**What is needed:** Copy out the listing that follows, exactly, without its pictures.

**Extracted records:**
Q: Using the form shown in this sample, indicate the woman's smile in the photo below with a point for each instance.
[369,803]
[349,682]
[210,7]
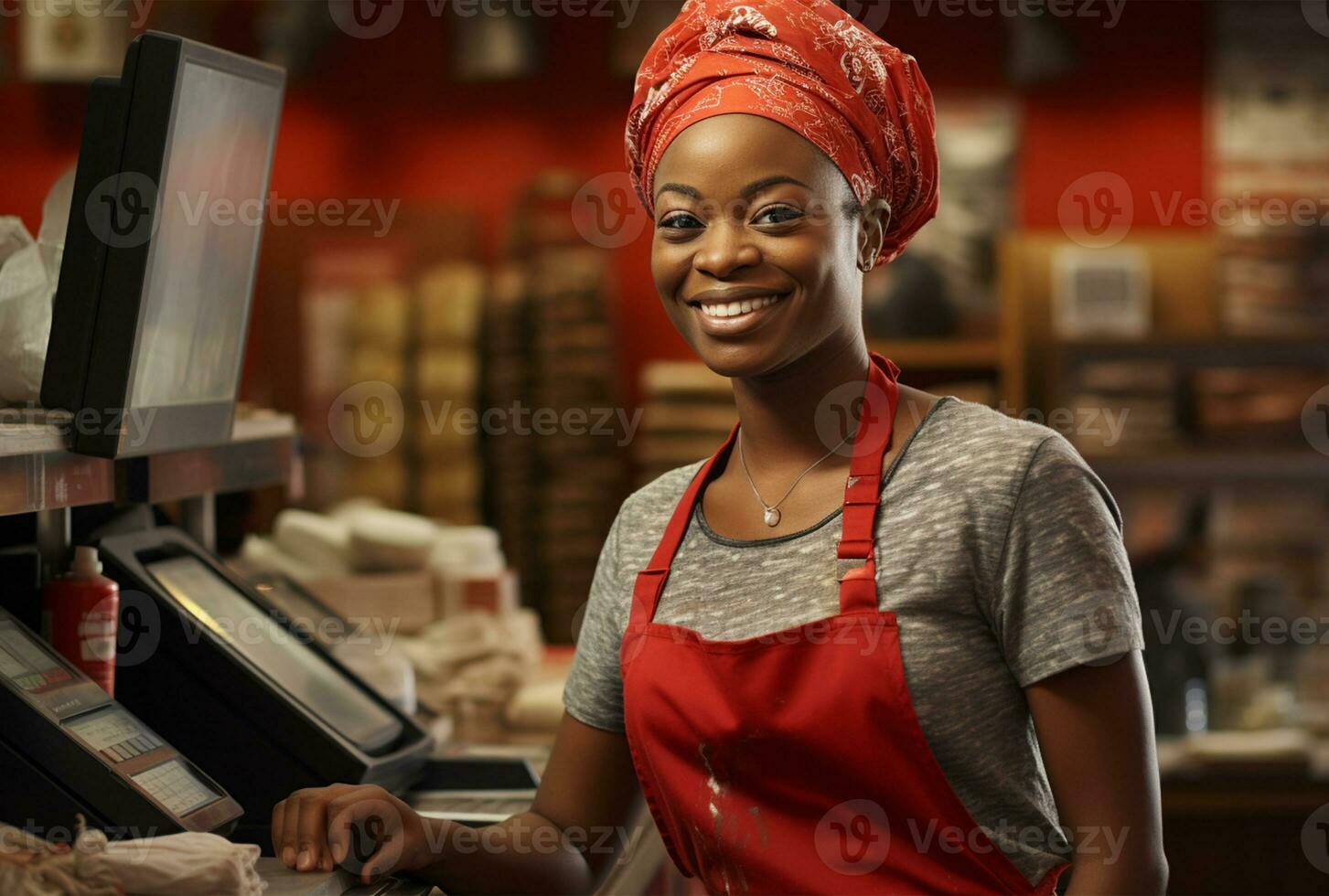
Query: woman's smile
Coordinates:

**Correct output:**
Q: Using the form shown in this sample, indicate the woman's smile in the photo below with a point for each instance.
[369,803]
[349,682]
[210,7]
Query: woman's smile
Coordinates:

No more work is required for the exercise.